◆ Document text:
--- begin ---

Personnel Interviewed by Position
|Chief Patrol Agents||2||Assistant Patrol Agents-in-Charge||12|
|Deputy Chief Patrol Agents||2||Field Operations Supervisors||17|
|Assistant Chief Patrol Agents||8||Supervisory Border Patrol Agents||65|
|Patrol Agents-in-Charge||11||Border Patrol Agents||167|
We interviewed every individual who we learned had either publicly or privately made an allegation of fraud concerning Operation Gatekeeper, beginning with witnesses who had voluntarily met with OIA. In these interviews, we often obtained names of agents who had complained about a Border Patrol policy or practice, or who were likely to have information about a particular incident. We sought to interview each such agent, regardless of whether they had left the San Diego Sector or the Border Patrol.
Of the 167 agents we interviewed, very few claimed to have first-hand knowledge of fraudulent conduct. Throughout our interviews, we kept encountering the same few names of individuals with purported knowledge of fraud.
We also interviewed all supervisors - 10 in total - who were alleged to have engaged in specific acts of fraud. These supervisors were read their rights before we began their interviews. None hesitated to speak with the OIG, and each cooperated fully with the OIG investigation. As described in the next section of this report, the supervisors' cooperation with our investigation stands in sharp contrast to the conduct of the Union officials who originally brought the allegations.
In addition to San Diego Sector employees, the OIG interviewed the primary decision-makers for Operation Gatekeeper, including Attorney General Janet Reno, former Deputy Attorney General Jamie Gorelick, former Acting Deputy Attorney General Seth Waxman, INS Commissioner Doris Meissner, Associate INS Commissioner Robert Bach (Office of Policy and Planning), Associate INS Commissioner Douglas Kruhm (Border Patrol), and the U.S. Attorney for the Southern District of California (and Southwest Border Coordinator) Alan Bersin. Each of these individuals was interviewed at length and under oath. We also interviewed (1) members of the Deputy Attorney General's staff who had responsibility for immigration issues and who coordinated immigration initiatives with the INS; (2) staff in the INS and Border Patrol Headquarters Intelligence Units who had significant reporting responsibilities regarding the San Diego Sector; (3) individuals who had served in the Justice Department's Office of Public Affairs and who had significant responsibility for dealing with the media regarding Operation Gatekeeper; and (4) the INS Western Region Intelligence personnel. We received exceptional cooperation from all of these witnesses.
Document requests and on-site visits
Because many of the fraud claims involved falsification of reports and other documents, the OIG sought to obtain as much relevant documentation as possible. To that end, the OIG issued two comprehensive document requests to the INS, one covering Operation Gatekeeper generally and another which dealt with the Congressional Delegation's visit.43 After issuing these requests, the OIG met with then INS Deputy Commissioner Chris Sale and six other high-level INS managers to review the requests and resolve any concerns raised by the INS.
The INS gave our document requests wide dissemination, and instructed its employees to produce all responsive documents in their possession. CPA Williams ordered all Sector managers to attend a meeting led by DCPA Beasley to discuss the requests and appropriate procedures. The OIG worked closely with Sector counsel to ensure that the requests were appropriately disseminated and responded to. The document requests were discussed or read at musters at all Border Patrol stations in the San Diego Sector and posted on station bulletin boards. Copies of the document requests were also given to each station supervisor.

--- end ---

◆ Source material:
--- begin ---

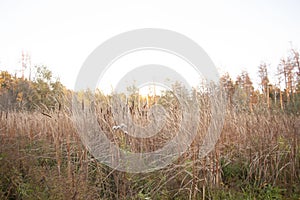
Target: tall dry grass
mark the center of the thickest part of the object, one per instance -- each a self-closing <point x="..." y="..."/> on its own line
<point x="42" y="157"/>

--- end ---

In the Operation Gatekeeper investigation text, how many supervisors who were alleged to have engaged in specific acts of fraud were interviewed?

10